> _WHAT THE TASK REQUIRES_: Word for word, reproduce every record in the listing below.
START EXTRACTED DATA
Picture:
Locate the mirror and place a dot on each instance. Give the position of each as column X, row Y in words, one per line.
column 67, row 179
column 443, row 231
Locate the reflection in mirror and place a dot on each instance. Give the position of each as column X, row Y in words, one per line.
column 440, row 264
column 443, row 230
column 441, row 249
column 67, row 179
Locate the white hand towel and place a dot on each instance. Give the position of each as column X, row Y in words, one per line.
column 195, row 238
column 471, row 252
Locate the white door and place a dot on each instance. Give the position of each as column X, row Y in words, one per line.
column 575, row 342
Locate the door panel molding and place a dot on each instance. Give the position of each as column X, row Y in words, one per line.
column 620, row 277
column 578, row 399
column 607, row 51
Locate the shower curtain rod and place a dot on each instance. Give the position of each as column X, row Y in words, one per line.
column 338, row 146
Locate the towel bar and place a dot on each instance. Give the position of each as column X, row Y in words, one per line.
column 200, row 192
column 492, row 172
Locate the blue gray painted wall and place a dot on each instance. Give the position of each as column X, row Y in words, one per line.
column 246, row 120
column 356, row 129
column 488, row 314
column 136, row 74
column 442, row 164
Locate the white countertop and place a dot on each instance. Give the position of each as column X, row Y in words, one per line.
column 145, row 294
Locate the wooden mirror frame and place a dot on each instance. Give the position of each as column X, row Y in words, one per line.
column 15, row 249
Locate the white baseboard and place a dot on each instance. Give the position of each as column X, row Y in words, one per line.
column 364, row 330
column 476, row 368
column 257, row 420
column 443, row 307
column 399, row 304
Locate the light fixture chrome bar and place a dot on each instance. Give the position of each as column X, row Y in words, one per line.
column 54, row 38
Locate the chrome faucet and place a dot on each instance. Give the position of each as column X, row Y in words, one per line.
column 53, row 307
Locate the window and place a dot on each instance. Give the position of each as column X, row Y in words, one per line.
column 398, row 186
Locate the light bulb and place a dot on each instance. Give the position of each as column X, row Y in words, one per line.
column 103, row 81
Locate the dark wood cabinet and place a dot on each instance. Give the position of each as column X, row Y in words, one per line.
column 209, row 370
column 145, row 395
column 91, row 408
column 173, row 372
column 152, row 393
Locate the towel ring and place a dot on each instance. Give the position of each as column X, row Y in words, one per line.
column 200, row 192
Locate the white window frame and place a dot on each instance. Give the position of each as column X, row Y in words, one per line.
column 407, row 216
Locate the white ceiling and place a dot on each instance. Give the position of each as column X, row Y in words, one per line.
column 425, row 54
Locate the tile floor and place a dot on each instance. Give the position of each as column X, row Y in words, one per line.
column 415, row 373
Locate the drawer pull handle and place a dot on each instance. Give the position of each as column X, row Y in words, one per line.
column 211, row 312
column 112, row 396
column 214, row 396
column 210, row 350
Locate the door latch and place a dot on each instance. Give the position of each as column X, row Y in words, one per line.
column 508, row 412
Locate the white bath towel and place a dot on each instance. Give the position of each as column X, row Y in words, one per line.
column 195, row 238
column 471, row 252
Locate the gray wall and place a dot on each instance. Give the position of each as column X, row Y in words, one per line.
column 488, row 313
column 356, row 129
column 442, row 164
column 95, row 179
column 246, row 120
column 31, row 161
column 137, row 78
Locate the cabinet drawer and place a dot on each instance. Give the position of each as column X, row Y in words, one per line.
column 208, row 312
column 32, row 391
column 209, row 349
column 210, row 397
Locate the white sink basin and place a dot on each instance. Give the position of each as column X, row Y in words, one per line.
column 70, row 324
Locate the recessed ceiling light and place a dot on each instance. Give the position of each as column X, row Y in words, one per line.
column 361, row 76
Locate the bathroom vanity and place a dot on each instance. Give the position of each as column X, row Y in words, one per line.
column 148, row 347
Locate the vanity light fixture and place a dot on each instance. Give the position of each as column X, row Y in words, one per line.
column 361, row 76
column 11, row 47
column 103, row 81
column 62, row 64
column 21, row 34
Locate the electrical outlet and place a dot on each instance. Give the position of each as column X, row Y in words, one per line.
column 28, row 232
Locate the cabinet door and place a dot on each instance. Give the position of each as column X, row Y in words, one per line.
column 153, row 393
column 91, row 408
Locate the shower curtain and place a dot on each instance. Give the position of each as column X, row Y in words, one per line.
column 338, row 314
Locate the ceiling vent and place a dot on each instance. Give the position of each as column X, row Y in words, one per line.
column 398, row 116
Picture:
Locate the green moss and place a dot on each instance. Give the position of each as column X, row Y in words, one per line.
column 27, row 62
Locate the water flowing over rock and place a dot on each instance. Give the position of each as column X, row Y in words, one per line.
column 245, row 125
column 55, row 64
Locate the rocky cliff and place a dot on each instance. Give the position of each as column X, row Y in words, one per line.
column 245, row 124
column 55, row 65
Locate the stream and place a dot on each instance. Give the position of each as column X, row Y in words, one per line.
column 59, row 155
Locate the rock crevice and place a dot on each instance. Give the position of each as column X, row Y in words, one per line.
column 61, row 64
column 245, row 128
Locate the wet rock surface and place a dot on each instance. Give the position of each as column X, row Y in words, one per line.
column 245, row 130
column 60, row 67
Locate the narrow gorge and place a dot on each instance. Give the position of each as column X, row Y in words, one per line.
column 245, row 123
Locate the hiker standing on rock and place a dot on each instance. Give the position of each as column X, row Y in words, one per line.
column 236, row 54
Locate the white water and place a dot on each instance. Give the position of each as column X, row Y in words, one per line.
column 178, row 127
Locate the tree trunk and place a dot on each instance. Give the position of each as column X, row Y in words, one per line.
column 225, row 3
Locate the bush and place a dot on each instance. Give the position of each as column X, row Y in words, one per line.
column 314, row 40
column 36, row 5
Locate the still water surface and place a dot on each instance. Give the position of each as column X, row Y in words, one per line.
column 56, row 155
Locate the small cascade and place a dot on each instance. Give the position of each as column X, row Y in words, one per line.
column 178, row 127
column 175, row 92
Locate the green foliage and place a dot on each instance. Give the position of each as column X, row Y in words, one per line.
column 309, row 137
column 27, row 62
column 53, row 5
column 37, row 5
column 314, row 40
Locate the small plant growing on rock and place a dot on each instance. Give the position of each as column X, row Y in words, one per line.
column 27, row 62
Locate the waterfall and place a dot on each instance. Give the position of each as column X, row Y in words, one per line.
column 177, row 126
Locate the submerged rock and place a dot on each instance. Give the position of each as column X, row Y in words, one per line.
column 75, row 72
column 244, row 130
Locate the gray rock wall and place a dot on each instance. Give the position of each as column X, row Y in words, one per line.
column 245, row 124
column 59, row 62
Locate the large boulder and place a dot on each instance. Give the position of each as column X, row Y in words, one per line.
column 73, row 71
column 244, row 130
END EXTRACTED DATA
> _TASK OUTPUT_:
Picture:
Locate the mirror and place a dot on each instance. Give the position of each as column X, row Y in words, one per line.
column 67, row 179
column 443, row 231
Locate the reflection in mirror and place a dot on each instance. Give the position of each as column X, row Y in words, one per line.
column 440, row 264
column 443, row 230
column 441, row 249
column 67, row 179
Locate the white hand towel and place a dot on each instance. Give the position of each as column X, row Y in words, one per line.
column 195, row 238
column 471, row 252
Locate the white door and place a dot on each instance. Give the position of each as column X, row Y in words, one per line.
column 575, row 342
Locate the door panel molding and place a dot on each instance. Give the position of each as column X, row Y in words, one per line.
column 620, row 277
column 578, row 399
column 607, row 51
Locate the shower curtain rod and place a dot on each instance. Give the position of each as column X, row Y in words, one per line.
column 338, row 146
Locate the towel bar and place a dot on each instance. Give the position of each as column X, row Y in words, one per line.
column 200, row 192
column 492, row 172
Locate the blue gray painted wall and place a dot on each instance. Give the position of each as column X, row Y in words, one per line.
column 246, row 120
column 356, row 129
column 488, row 314
column 136, row 74
column 442, row 164
Locate the white countertop and place a dot on each instance. Give the position of each as column X, row Y in words, one per line.
column 145, row 294
Locate the wooden mirror frame and place a dot on each instance. Give the position of each as column X, row Y in words, one per line.
column 15, row 249
Locate the white baseboard and place a dot on each instance. Give the position of each as column X, row Y in words, one per line.
column 364, row 330
column 476, row 368
column 257, row 420
column 443, row 307
column 399, row 304
Locate the light fixture chrome bar and place a dot on each instance. Give the position of each as column X, row Y in words, one per line.
column 54, row 38
Locate the chrome faucet and place a dot on each instance. Give the position of each as column X, row Y in words, one per line.
column 53, row 307
Locate the window and place a dot on each instance. Give the position of each as column X, row Y in words, one per line.
column 398, row 186
Locate the light bulb and place a dot on each instance. Give the position of each as column X, row Y in words, one per line.
column 103, row 81
Locate the dark wood cabinet and place a dot on each instance. Give the position of each as column X, row Y in words, one per line.
column 209, row 370
column 145, row 395
column 91, row 408
column 173, row 372
column 152, row 393
Locate the towel ring and place a dot on each instance. Give the position of each as column X, row Y in words, one per line.
column 200, row 192
Locate the white window frame and place a dot on each instance. Give the position of each as column X, row Y in words, one per line.
column 407, row 216
Locate the white ceiling and place a dot on each instance. Give the position of each as column X, row Y in words, one per line.
column 425, row 54
Locate the tile floor and place a dot on each instance. Give the position of each as column X, row Y in words, one per line.
column 415, row 373
Locate the drawer pull handle and place a dot on each instance. Give the position of each as column X, row Y in words, one per line.
column 211, row 312
column 112, row 396
column 214, row 396
column 210, row 350
Locate the door latch and place a dot on each instance. Give the position of each as column X, row Y in words, one per line.
column 508, row 412
Locate the white bath towel and place a dot on each instance. Give the position of each as column X, row Y in words, one per line.
column 195, row 238
column 471, row 252
Locate the gray wall and place a dot on each instance. Give the position of each as column X, row Y in words, one per line.
column 488, row 313
column 356, row 129
column 442, row 164
column 95, row 179
column 246, row 120
column 31, row 161
column 137, row 78
Locate the cabinet drawer and place a dot on each instance. Give the position of each as column X, row Y in words, one per line.
column 208, row 312
column 32, row 391
column 209, row 349
column 210, row 397
Locate the white sink basin and place a dot on each instance. Give the position of each as column X, row Y in words, one per line.
column 70, row 324
Locate the recessed ceiling light and place a dot on each instance. Give the position of each as column X, row Y in words, one per line.
column 361, row 76
Locate the bathroom vanity and place a dot on each instance. Give the position of each as column X, row Y in words, one per line.
column 148, row 347
Locate the vanity light fixture and place a dot on each instance. Give the position of each as column X, row Y in words, one per line.
column 361, row 76
column 11, row 47
column 103, row 81
column 62, row 64
column 21, row 34
Locate the electrical outlet and place a dot on each instance. Give the position of each as column X, row Y in words, one per line.
column 28, row 232
Locate the cabinet door and place a dot on each instance. Give the position of each as column X, row Y in words, one per line.
column 153, row 393
column 91, row 408
Locate the shower curtain and place a dot on each instance. Give the position of each as column X, row Y in words, one per line.
column 338, row 314
Locate the ceiling vent and place a dot on each instance. Give the position of each as column X, row Y in words, one per line.
column 398, row 116
Picture:
Locate the green moss and place a dot on each instance. Give the position of each as column X, row Y in words, one per line.
column 27, row 62
Locate the water flowing over rock and place a dot on each instance. Give the position of each as column X, row Y in words, one per line.
column 245, row 125
column 55, row 64
Locate the rocky cliff and place a dot on each instance. Give the position of each as column X, row Y in words, one per line.
column 245, row 124
column 55, row 65
Locate the stream and place a dot on each instance. Give the position of each as column X, row Y in words, one per line.
column 59, row 155
Locate the rock crevice and place a dot on each instance. Give the position of each as column X, row Y in words, one per line.
column 61, row 64
column 245, row 128
Locate the wet rock surface and place a dot on each instance. Give the position of each as column X, row Y in words, one per line.
column 245, row 130
column 60, row 67
Locate the narrow gorge and place a dot on each instance. Give the position of each as column X, row Y in words, one per line.
column 245, row 123
Locate the hiker standing on rock and place a dot on each instance. Give the position of each as column X, row Y in words, one per line.
column 236, row 54
Locate the white water and place a dot on each instance. Give the position of each as column X, row Y in words, one per line.
column 178, row 127
Locate the tree trunk and place a dot on each instance. Give the position of each as column X, row Y in words, one per line.
column 225, row 3
Locate the bush and place a dot on each instance. Give the position of each as column X, row Y in words, one per line.
column 314, row 40
column 36, row 5
Locate the still water surface and place a dot on each instance. Give the position of each as column X, row Y in words, one per line.
column 56, row 155
Locate the small cascade and place a dot on each instance. Give the position of each as column X, row Y in words, one per line.
column 178, row 127
column 175, row 92
Locate the green foliage and place a dot on each instance. Give the position of each as column X, row Y in words, one per line.
column 309, row 137
column 27, row 62
column 53, row 5
column 37, row 5
column 314, row 40
Locate the small plant growing on rock and place a dot on each instance. Give the position of each as column X, row Y in words, one per line.
column 27, row 62
Locate the waterfall and place a dot on each instance. Give the position of each as column X, row Y in words, one per line.
column 177, row 126
Locate the submerged rock and place a dot on each instance. Give the position of each as column X, row Y in words, one per line.
column 75, row 72
column 244, row 130
Locate the gray rock wall and place a dot on each instance. Give the position of each as column X, row Y in words, one per line.
column 245, row 124
column 59, row 62
Locate the large boulder and place a dot on each instance. Give the position of each as column X, row Y in words, one per line.
column 73, row 71
column 244, row 130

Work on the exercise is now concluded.